>> begin Document passage
By John F. Di Leo - 

If you sit down at a major national restaurant chain nowadays, you might be greeted by a sign, banner, or tabletop tent quoting some questionable statistics, and warning you that there is hunger in America.

They quote a study (out of context) reporting that one in six American children “experiences” hunger at least sometimes. “That’s 13 million children, the population of Illinois” as the tabletop tent at lunch exclaimed to me, constantly, as I ate my lunch.

This brings to mind a flood of questions, among them: Is it true? If so, Why? And What can or should we do about it? 

The Collection of Statistics

Just exactly what questions did they ask when they did this study? This number – 13 million starving children alone – is rather hard to believe.

“Have you ever been hungry?” “Have you ever gone to bed hungry?” “Has there ever been a time when some members of your family ate and others didn’t?” We can just imagine the questions that might elicit a positive answer without really indicating that the subject can’t afford to eat, which is implied in any declaration of hunger reaching the point of a public policy concern.

Well, if you read the “research section” at the source of the project, NoKidHungry.org, you will find that their actual claim isn’t for starvation at all; they declare that “48.8 million Americans—including 13 million children— live in households that lack the means to get enough nutritious food on a regular basis. As a result, they struggle with hunger at some time during the year.”

Sorry, but that’s inflating the numbers for effect, well beyond the legitimate number of people in poverty-caused starvation. This description casts too wide a net; it’s not hunger, at least not the way the rest of the world sees it. This study is judging the quality of people’s food as well as the quantity. If they don’t believe someone eats a well-balanced enough meal, they’ll count him as hungry to increase the numbers and scare the target audience. (I can just imagine what they’d think of me; there have been weeks when I live on pizza and diet soda, but my scale will tell you I certainly should not be counted among the hungry).

That being said, however – now that we know that their statistic is utterly unhelpful – let’s start from scratch and accept the fact that there likely are people in the USA who are indeed hungry.   Maybe not 13 million kids, but then, certainly at least some, maybe many. How can we identify and solve this problem? What do the creators of the little tabletop tents have in mind for us to do?

The Causes of Hunger

There’s an interesting old saying: The United States is the only country on earth with fat poor people.
>> end Document passage
>> begin Raw records
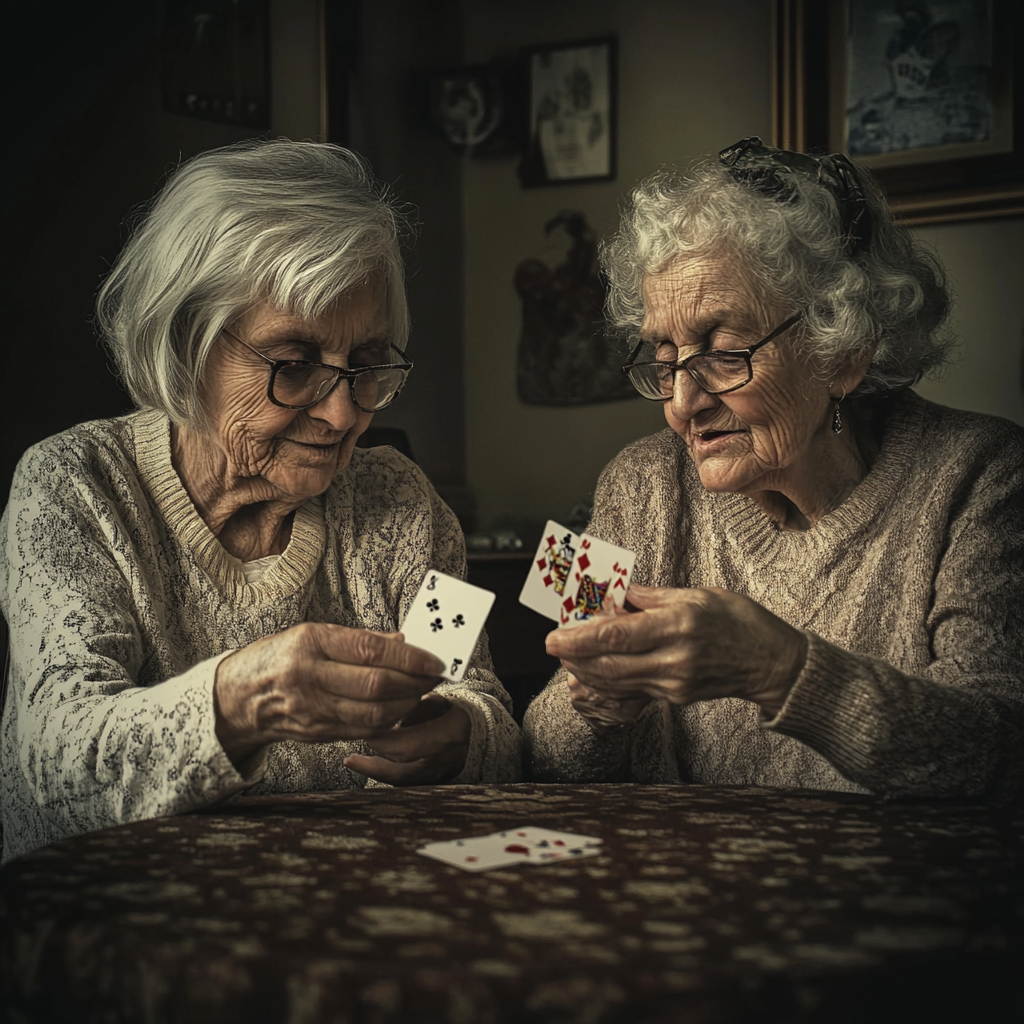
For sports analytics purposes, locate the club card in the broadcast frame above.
[416,826,601,871]
[519,519,580,623]
[558,534,636,628]
[401,569,495,683]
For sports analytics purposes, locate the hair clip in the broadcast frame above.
[718,135,871,256]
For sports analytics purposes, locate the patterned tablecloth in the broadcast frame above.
[0,784,1024,1024]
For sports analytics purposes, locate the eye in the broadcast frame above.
[651,341,679,362]
[348,341,387,370]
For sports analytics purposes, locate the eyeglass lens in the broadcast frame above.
[630,352,751,399]
[273,362,406,413]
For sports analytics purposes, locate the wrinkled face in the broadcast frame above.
[642,257,834,494]
[204,280,388,501]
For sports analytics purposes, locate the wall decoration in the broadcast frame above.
[774,0,1024,224]
[519,36,615,187]
[161,0,270,129]
[419,61,525,157]
[514,211,637,406]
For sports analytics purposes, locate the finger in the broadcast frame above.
[309,623,444,676]
[545,612,667,660]
[301,659,440,714]
[360,709,459,762]
[262,691,428,743]
[398,693,452,729]
[344,754,435,785]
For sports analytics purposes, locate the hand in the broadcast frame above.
[567,673,650,732]
[547,586,807,715]
[213,623,444,764]
[345,693,471,785]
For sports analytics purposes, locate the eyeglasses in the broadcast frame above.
[223,329,413,413]
[623,313,803,401]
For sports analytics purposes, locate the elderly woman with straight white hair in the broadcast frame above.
[524,137,1024,797]
[0,140,519,860]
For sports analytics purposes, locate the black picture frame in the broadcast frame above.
[773,0,1024,224]
[519,36,617,188]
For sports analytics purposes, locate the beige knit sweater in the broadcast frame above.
[0,411,519,860]
[523,392,1024,797]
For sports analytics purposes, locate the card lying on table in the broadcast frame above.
[416,825,601,871]
[401,569,495,683]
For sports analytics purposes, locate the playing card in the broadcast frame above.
[416,826,601,871]
[519,519,580,623]
[401,569,495,683]
[558,534,636,627]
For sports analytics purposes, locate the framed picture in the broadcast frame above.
[519,36,615,187]
[161,0,270,129]
[774,0,1024,224]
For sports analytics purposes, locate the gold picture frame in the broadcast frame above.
[772,0,1024,224]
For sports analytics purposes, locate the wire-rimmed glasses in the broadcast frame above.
[223,328,413,413]
[623,313,803,401]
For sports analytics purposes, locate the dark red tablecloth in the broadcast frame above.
[0,784,1024,1024]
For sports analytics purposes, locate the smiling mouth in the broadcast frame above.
[288,437,341,452]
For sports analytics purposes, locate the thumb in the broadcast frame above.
[626,583,673,609]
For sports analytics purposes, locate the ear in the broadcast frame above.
[833,348,874,394]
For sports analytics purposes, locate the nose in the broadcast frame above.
[306,378,364,433]
[668,369,721,420]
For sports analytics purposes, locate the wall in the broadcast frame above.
[464,0,1024,542]
[914,217,1024,426]
[464,0,771,542]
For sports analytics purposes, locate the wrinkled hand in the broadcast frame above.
[567,673,650,731]
[345,693,470,785]
[214,623,444,764]
[547,586,807,718]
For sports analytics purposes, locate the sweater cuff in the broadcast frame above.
[158,649,266,800]
[761,631,871,774]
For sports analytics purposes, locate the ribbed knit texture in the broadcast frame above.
[524,392,1024,797]
[0,411,519,860]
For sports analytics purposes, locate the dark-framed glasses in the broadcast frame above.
[223,328,413,413]
[623,313,803,401]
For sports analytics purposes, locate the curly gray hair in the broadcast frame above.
[96,139,411,425]
[601,152,952,394]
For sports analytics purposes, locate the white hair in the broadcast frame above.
[601,161,952,394]
[96,139,411,425]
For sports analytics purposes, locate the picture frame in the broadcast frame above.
[519,36,617,188]
[772,0,1024,224]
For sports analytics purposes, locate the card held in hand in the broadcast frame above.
[558,534,636,628]
[401,569,495,683]
[519,519,580,623]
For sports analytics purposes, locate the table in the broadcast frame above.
[0,783,1024,1024]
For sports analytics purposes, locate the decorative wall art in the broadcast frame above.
[519,36,615,187]
[514,211,637,406]
[775,0,1024,223]
[161,0,270,128]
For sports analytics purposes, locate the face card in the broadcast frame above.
[558,534,636,628]
[401,569,495,683]
[519,519,580,623]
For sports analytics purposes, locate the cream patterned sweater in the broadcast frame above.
[523,392,1024,797]
[0,411,520,860]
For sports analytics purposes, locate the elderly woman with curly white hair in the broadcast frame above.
[0,140,519,859]
[524,132,1024,797]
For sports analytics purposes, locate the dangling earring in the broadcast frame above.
[833,387,846,434]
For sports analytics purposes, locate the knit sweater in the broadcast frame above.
[0,411,519,860]
[523,392,1024,797]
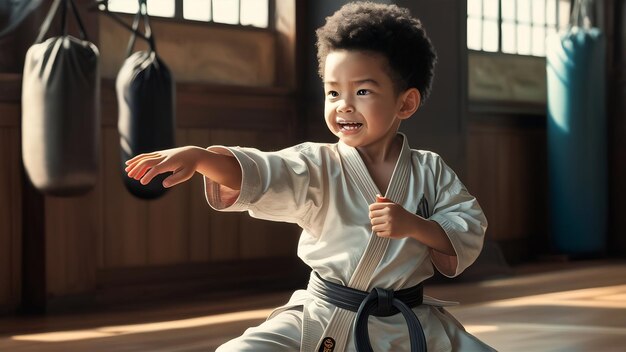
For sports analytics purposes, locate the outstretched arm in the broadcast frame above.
[125,146,241,190]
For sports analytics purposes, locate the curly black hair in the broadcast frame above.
[316,2,437,102]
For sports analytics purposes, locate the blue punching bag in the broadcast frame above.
[546,1,608,256]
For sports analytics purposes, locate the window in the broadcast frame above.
[467,0,570,57]
[107,0,272,28]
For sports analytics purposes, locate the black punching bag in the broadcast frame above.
[22,0,100,196]
[115,0,176,199]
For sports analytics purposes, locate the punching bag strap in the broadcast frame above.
[569,0,593,31]
[126,0,156,57]
[35,0,89,44]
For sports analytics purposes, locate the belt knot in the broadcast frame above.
[366,287,398,317]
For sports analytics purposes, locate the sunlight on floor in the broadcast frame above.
[11,309,272,342]
[485,285,626,308]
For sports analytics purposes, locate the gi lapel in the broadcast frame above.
[315,134,411,352]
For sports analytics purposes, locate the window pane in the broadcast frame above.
[517,24,530,55]
[533,0,546,25]
[467,18,482,50]
[467,0,483,17]
[147,0,176,17]
[502,22,517,54]
[517,0,530,23]
[533,26,546,56]
[502,0,515,21]
[483,0,500,20]
[213,0,239,24]
[183,0,211,21]
[109,0,139,13]
[559,0,571,29]
[483,21,498,52]
[546,0,556,26]
[241,0,268,28]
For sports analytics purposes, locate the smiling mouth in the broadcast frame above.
[337,122,363,131]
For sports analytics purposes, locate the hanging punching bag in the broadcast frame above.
[115,0,176,199]
[22,0,100,196]
[546,1,608,256]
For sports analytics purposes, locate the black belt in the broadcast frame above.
[308,272,427,352]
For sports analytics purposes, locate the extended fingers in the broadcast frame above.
[126,152,159,166]
[124,154,164,180]
[163,168,195,187]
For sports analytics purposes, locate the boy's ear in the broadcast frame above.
[398,88,422,120]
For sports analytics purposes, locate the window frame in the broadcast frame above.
[105,0,276,31]
[466,0,571,57]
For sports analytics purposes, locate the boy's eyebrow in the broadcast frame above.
[324,78,380,86]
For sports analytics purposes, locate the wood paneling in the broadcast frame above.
[467,124,547,259]
[0,126,22,311]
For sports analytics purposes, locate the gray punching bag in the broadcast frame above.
[22,0,100,196]
[115,0,176,199]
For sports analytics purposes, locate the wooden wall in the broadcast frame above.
[466,113,549,264]
[0,73,22,312]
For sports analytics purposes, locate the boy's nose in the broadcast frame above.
[337,100,354,113]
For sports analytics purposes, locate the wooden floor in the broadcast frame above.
[0,262,626,352]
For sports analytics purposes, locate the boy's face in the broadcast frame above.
[324,50,408,150]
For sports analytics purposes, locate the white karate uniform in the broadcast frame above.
[205,135,493,352]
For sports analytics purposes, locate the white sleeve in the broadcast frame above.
[204,144,325,227]
[429,156,487,277]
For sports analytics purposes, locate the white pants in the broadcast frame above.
[216,310,302,352]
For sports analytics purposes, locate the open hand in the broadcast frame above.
[124,147,204,187]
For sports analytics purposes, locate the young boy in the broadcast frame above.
[127,3,492,351]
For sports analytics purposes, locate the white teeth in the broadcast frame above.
[337,119,363,131]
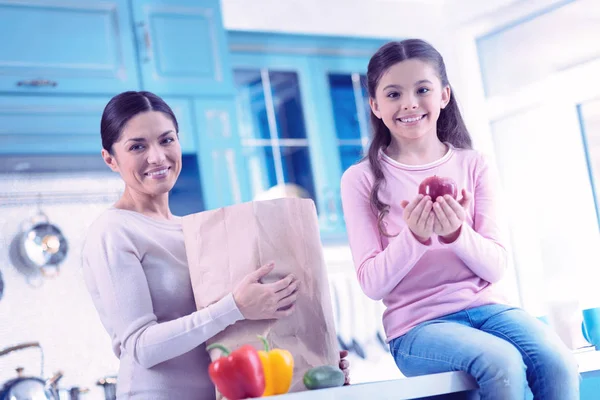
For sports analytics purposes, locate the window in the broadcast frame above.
[329,73,371,171]
[577,99,600,226]
[234,69,315,200]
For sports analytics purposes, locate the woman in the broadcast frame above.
[83,92,348,399]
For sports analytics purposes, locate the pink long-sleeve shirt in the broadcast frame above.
[341,145,507,341]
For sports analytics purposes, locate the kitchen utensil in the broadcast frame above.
[96,376,117,400]
[19,210,68,275]
[0,342,62,400]
[0,271,4,300]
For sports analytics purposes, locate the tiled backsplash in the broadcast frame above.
[0,172,122,400]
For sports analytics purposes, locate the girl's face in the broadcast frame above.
[369,58,450,143]
[102,111,181,196]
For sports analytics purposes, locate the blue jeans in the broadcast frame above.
[390,304,580,400]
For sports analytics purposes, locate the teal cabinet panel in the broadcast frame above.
[0,0,139,94]
[162,96,196,154]
[132,0,233,96]
[0,96,110,157]
[194,98,248,210]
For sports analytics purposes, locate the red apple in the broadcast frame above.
[419,175,458,201]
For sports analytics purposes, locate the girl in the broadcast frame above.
[83,92,348,400]
[341,39,579,400]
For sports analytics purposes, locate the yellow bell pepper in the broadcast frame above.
[258,336,294,397]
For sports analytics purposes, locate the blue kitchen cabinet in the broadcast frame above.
[0,96,110,157]
[0,96,196,155]
[0,0,139,95]
[132,0,233,96]
[162,96,198,155]
[194,97,248,210]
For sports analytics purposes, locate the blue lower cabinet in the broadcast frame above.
[0,96,110,155]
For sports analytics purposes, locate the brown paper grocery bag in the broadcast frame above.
[183,198,339,392]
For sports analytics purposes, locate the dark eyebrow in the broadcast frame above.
[125,130,174,143]
[383,79,433,90]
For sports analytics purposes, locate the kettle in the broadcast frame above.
[0,342,63,400]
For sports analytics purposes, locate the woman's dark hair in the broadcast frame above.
[367,39,471,236]
[100,91,179,154]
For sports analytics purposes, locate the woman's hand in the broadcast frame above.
[339,350,350,386]
[400,194,434,243]
[433,189,473,243]
[233,263,299,320]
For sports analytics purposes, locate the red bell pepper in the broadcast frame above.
[206,343,265,400]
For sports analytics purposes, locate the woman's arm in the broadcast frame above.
[83,227,243,368]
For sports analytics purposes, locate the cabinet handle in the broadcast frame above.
[137,22,152,62]
[17,79,58,87]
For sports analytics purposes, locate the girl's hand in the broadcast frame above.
[400,194,434,244]
[433,189,473,243]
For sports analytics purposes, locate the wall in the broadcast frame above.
[0,172,122,400]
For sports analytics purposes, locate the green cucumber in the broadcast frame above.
[303,365,345,390]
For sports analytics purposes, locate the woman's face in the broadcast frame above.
[102,111,181,196]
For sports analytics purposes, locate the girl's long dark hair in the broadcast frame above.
[367,39,471,236]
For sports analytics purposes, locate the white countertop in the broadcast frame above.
[264,347,600,400]
[271,372,478,400]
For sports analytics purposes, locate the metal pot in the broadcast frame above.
[18,211,68,275]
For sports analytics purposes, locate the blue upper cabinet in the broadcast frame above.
[0,96,110,157]
[0,0,139,94]
[132,0,233,96]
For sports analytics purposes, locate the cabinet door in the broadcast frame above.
[132,0,232,96]
[194,98,248,210]
[0,0,138,94]
[163,97,196,155]
[0,96,110,157]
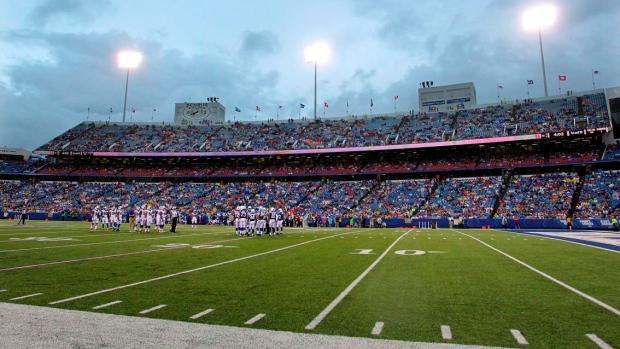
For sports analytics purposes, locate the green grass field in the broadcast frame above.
[0,221,620,348]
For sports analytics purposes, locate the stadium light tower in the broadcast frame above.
[305,44,329,120]
[118,51,142,122]
[522,5,556,97]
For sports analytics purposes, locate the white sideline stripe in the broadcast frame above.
[244,314,266,325]
[140,304,166,314]
[306,230,411,330]
[441,325,452,339]
[49,232,360,305]
[189,309,213,320]
[505,231,620,253]
[0,234,245,272]
[370,322,384,336]
[586,333,614,349]
[11,293,43,301]
[510,330,529,345]
[456,231,620,316]
[93,301,123,310]
[0,233,218,253]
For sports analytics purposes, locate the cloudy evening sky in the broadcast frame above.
[0,0,620,150]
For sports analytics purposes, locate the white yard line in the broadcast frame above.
[140,304,166,314]
[0,237,246,272]
[0,233,230,253]
[49,232,360,304]
[370,322,385,336]
[11,293,43,301]
[189,309,213,320]
[93,301,123,310]
[455,230,620,316]
[306,230,411,330]
[441,325,452,339]
[244,314,267,325]
[510,330,530,345]
[586,333,614,349]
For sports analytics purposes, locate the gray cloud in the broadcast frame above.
[239,30,280,57]
[0,31,280,150]
[28,0,111,26]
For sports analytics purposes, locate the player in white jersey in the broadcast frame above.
[90,206,101,231]
[116,206,123,231]
[140,206,149,233]
[239,206,248,236]
[275,208,284,235]
[248,209,258,236]
[101,207,110,230]
[155,206,166,233]
[267,207,276,235]
[192,210,198,229]
[144,206,153,234]
[233,207,241,235]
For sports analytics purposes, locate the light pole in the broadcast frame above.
[522,5,556,97]
[305,44,329,120]
[118,51,142,122]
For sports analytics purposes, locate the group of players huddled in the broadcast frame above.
[90,205,184,234]
[90,205,284,236]
[233,206,284,236]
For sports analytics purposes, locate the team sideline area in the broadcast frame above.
[0,221,620,348]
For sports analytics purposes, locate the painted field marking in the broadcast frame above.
[244,314,266,325]
[586,333,614,349]
[306,230,411,330]
[49,233,360,305]
[456,231,620,316]
[0,238,249,272]
[93,301,123,310]
[0,233,220,253]
[370,322,384,336]
[441,325,452,339]
[11,293,43,301]
[189,309,213,320]
[140,304,166,314]
[510,330,530,345]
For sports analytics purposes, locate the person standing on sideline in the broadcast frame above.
[129,206,136,233]
[17,206,26,225]
[170,207,179,233]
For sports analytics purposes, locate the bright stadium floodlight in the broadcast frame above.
[118,51,142,122]
[304,44,329,120]
[522,5,556,97]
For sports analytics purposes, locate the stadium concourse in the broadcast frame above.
[0,90,620,228]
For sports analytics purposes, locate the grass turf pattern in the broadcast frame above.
[0,222,620,348]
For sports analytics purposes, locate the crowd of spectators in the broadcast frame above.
[38,93,611,152]
[574,170,620,219]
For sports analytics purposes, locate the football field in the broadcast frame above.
[0,221,620,348]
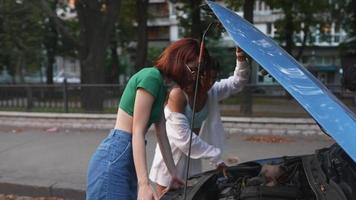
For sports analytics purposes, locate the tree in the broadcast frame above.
[0,0,44,82]
[177,0,204,40]
[135,0,148,71]
[41,0,121,112]
[265,0,328,60]
[329,0,356,37]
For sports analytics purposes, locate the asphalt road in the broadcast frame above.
[0,127,333,194]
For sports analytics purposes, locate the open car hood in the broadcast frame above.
[207,1,356,162]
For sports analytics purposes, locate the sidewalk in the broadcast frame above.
[0,121,333,199]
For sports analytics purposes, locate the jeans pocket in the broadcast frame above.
[110,141,132,164]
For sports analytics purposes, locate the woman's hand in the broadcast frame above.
[169,176,184,189]
[137,183,158,200]
[216,162,228,177]
[159,176,184,198]
[236,47,246,62]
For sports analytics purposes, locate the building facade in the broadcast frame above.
[148,0,346,85]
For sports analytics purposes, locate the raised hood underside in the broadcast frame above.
[207,1,356,162]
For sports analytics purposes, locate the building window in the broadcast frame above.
[148,26,169,41]
[148,3,169,18]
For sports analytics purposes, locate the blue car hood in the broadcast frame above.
[207,1,356,162]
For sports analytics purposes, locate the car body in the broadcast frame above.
[162,1,356,200]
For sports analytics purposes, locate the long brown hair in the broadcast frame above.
[155,38,210,88]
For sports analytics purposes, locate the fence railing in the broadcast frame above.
[0,83,355,113]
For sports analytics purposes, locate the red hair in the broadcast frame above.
[155,38,210,88]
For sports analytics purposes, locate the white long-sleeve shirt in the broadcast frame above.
[149,59,250,187]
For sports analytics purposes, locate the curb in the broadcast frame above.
[0,111,323,135]
[0,182,85,200]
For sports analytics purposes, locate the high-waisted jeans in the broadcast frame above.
[87,129,137,200]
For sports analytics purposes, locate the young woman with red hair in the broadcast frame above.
[150,48,250,194]
[87,38,210,200]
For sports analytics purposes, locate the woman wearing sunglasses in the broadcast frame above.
[87,38,209,200]
[150,48,250,194]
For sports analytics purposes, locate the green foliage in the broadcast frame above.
[329,0,356,37]
[0,0,45,75]
[147,47,163,66]
[265,0,330,52]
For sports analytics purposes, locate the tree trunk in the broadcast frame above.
[190,0,203,40]
[135,0,148,71]
[107,33,120,83]
[285,12,294,56]
[76,0,120,112]
[44,0,58,84]
[240,0,255,116]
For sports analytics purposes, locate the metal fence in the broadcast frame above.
[0,83,355,113]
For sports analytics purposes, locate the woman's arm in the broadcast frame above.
[165,88,221,164]
[212,48,250,100]
[132,89,158,200]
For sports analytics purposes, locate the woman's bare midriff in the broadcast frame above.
[115,108,133,133]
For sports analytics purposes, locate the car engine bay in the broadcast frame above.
[163,145,356,200]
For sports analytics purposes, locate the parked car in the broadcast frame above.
[53,71,80,83]
[162,2,356,200]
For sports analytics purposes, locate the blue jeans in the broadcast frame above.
[87,130,137,200]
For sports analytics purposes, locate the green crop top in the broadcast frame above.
[119,67,167,126]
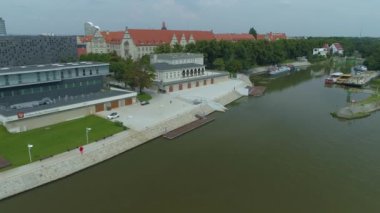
>> end Raw records
Exercises:
1. Answer these questions about the essay on hunger statistics:
(a) What population does the tabletop tent compare the 13 million children to?
(b) What website is named as the source of the project?
(c) According to the quote from its research section, how many Americans live in households that lack the means to get enough nutritious food?
2. Go on with the essay on hunger statistics, starting right after its last sentence.

Responses by task:
1.
(a) The population of Illinois.
(b) NoKidHungry.org.
(c) 48.8 million.

2.
When you think of poverty, you naturally envision the emaciated poor of desert countries, subsisting on leaves or rice and nothing else. In America, the poor have government programs to keep them fed.

So yes, there are probably poor Americans starving… but are they the ones really in trouble, or is it others whom the alarmist Left doesn’t want us to think about? Consider the different groups in America: Citizens and green card holders first, then legal aliens second (people on student visas, work visas, tourist visas), then illegal aliens third (the gate crashers themselves, the ones who came legally but illegally overstayed their visas, and their offspring).

Legal aliens are not our responsibility; if they’re not doing well here, they should go back home.

Illegal aliens are also not our responsibility (though this is likely where a good deal of the real American hunger lies); if they’re not doing well here, they should go back home too. In fact, whether they’re hungry or not… if they’re illegal aliens, they should go back home.

The United States government owes nothing to these groups. Not that we don’t wish them well; we should wish everyone well. But it is not a matter for American public policy. If there is starvation in the alien community, whether legal or illegal, they should go home. Their problems are not our problems.

Now the first group: US Citizens and green card holders (because green card holders are people who have applied for citizenship and we have accepted their application; under US law, they are treated the same way as citizens are in most areas, except of course for voting).

Our government, and in a broader sense, our society, does have an obligation to care about our citizens and green card community. Philosophically, it is usually not government’s role (our federal Constitution makes no provision for the US government to become the cornucopia of last resort)… but it is certainly society’s role.   This is why we have charities; to help out people in need.

But here we must break up the group a bit: We have in America

  • The wealthy – a fluid group, but presumably by definition one that has possessions to sell if they’re hungry.
  • The non-working poor – the welfare class, for which we have countless federal, state and local programs to provide the basics and more. To be a poor person in America, with rent, phone, food and utilities provided by government, is to live a life not defined as poor in many other countries.
  • The working poor – the honorable millions who struggle to find a job, any job, hoping that the American Dream will enable them to climb out of poverty by reaching the next rung on the ladder, and the next, and the next, as far as their ability and industry allow.
  • The middle class – a broad and fluid group, ranging from lower to middle to upper, the people who do work for a living but whose wages as employees have been stagnant for 20 years, and whose chances in entrepreneurship have plummeted in recent years as the tax and regulatory climate has marked them for destruction.

These last two are in fact the areas that should concern us, and no bleeding heart liberal wants to showcase their plight.

  • The entrepreneur who must put every penny of his savings into the rent and supplies for his kiosk or storefront despite an economy in which his target market can no longer afford to buy his product.
  • The person who got an entry level job on an assembly line or customer service center as a teen, but never progressed to the next rung because of the flight of such businesses from our over-taxed, over-regulated land to faraway countries across the Pacific. So they struggle on at their entry level job, applying for better jobs that simply don’t exist in their cities or even states, at least, not in the numbers of applicants.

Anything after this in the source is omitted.